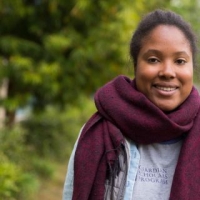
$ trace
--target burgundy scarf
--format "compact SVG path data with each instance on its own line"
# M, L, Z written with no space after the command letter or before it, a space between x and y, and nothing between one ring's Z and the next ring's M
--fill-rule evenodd
M103 200L106 174L123 136L151 144L186 133L170 200L200 199L200 98L195 88L166 114L137 91L134 81L119 76L97 91L95 103L98 112L84 126L75 154L73 200Z

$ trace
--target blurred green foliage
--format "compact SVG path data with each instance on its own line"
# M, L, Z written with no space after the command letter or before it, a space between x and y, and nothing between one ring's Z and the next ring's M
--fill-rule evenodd
M35 199L40 179L69 158L95 112L94 91L116 75L134 76L129 41L144 14L174 10L199 35L199 7L198 0L0 1L0 80L8 80L0 96L7 122L0 130L0 199ZM198 75L197 68L195 81ZM31 115L16 124L16 111L27 105Z

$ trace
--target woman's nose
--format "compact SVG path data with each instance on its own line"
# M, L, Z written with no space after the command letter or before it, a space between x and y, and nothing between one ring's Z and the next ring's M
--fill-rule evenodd
M159 76L165 79L172 79L176 77L175 68L172 62L163 62L160 65Z

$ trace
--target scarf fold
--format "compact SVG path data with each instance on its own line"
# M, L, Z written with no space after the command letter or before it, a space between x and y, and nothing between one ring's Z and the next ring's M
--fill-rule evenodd
M170 199L200 199L200 98L194 87L176 110L164 113L137 91L134 80L118 76L96 92L95 104L98 111L84 126L75 154L73 200L104 199L106 175L124 136L151 144L186 133Z

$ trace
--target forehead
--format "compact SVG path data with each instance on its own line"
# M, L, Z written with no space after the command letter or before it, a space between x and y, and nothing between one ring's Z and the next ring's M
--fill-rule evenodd
M190 41L179 28L172 25L159 25L146 35L142 40L141 50L149 46L161 50L170 48L191 52Z

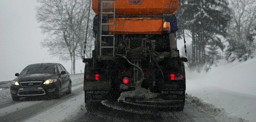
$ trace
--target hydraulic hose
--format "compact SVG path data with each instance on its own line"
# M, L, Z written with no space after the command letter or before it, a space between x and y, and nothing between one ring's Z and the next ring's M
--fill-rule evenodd
M156 61L156 59L155 58L155 57L154 57L154 56L153 56L153 54L152 54L152 53L148 49L147 49L147 51L150 54L150 55L151 56L151 57L152 57L152 58L153 58L153 60L154 60L154 61L156 63L156 65L157 66L157 67L159 68L159 70L160 70L160 72L161 72L161 73L162 73L162 75L163 77L162 79L163 79L163 72L162 72L162 70L161 69L161 68L160 67L160 66L159 66L159 65L158 65L158 63L157 63L157 62Z
M135 65L129 61L129 59L128 59L124 55L122 55L120 54L116 54L117 56L120 56L124 58L128 62L128 63L129 63L129 64L135 67L135 68L137 68L137 69L140 70L140 71L141 71L141 79L139 80L139 81L137 81L137 82L136 83L136 86L137 87L140 87L141 85L141 83L142 82L142 81L143 81L143 80L144 79L144 74L143 73L143 71L142 71L142 70L140 68L139 66L136 65Z

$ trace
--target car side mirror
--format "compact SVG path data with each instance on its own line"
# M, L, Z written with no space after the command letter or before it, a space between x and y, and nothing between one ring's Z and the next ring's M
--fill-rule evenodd
M60 73L60 75L63 75L66 74L66 71L61 71Z

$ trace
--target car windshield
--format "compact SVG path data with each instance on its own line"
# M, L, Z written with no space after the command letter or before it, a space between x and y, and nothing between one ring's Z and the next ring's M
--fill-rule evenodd
M35 74L54 74L56 73L55 65L40 65L29 66L20 73L20 75Z

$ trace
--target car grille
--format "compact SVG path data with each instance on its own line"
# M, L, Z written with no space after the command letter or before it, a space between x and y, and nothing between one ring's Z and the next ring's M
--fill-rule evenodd
M30 91L24 92L19 93L19 95L41 95L44 94L44 91Z
M42 82L42 81L29 81L22 82L19 83L23 87L31 87L39 86Z
M45 92L42 87L38 87L37 90L24 91L23 90L24 88L20 88L18 91L17 95L18 96L29 96L45 94Z

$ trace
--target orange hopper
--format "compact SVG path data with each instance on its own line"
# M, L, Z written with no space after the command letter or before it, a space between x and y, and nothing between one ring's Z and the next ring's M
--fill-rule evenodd
M101 0L115 1L115 34L161 34L163 14L173 14L178 7L178 0ZM98 14L98 0L92 0L92 8ZM103 3L103 12L113 12L114 3ZM113 23L113 14L108 14ZM109 26L110 33L113 25Z

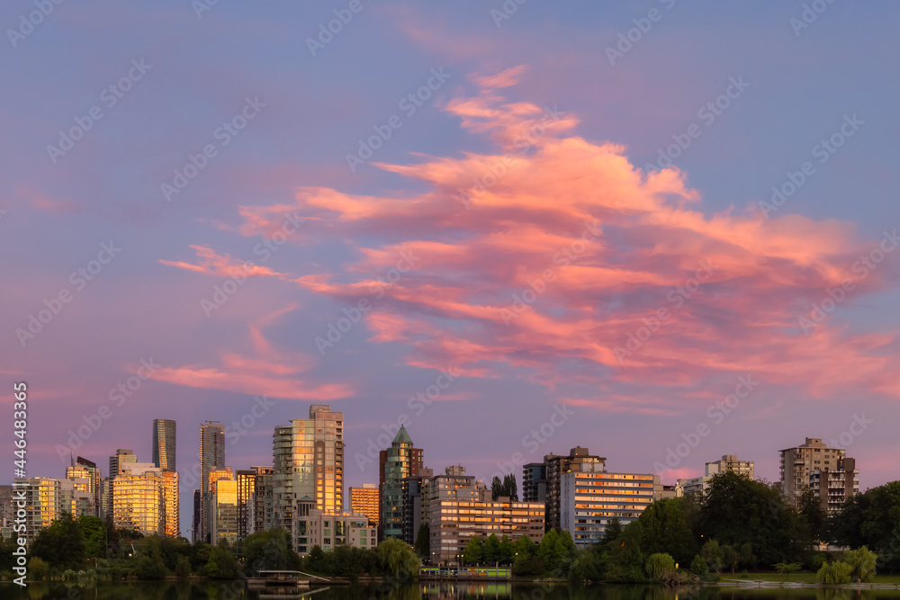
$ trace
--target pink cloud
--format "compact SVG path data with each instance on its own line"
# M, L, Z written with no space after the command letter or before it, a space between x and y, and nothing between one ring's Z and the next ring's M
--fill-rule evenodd
M298 188L293 204L242 208L241 233L291 213L309 225L298 243L344 240L358 260L291 280L340 300L371 296L373 273L415 256L366 320L372 341L409 347L410 365L484 378L514 369L553 389L572 381L560 364L574 361L580 383L675 387L688 401L710 378L748 372L815 397L900 396L888 374L900 372L896 333L856 334L837 314L808 335L798 325L829 288L885 289L881 273L854 273L867 245L851 223L766 220L749 207L707 215L683 173L645 173L621 145L574 135L574 115L491 91L523 71L476 76L479 94L446 107L496 153L379 165L424 184L417 193ZM570 401L672 414L623 395Z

■ Directive:
Which lines in the entries above contain the string "target"? Gather each of them, matching case exactly.

■ Answer to this problem:
--target burgundy scarf
--target blurred green foliage
--target woman's nose
--target scarf fold
--target forehead
--target hydraulic hose
--target car side mirror
--target car windshield
--target car grille
--target orange hopper
--target pink cloud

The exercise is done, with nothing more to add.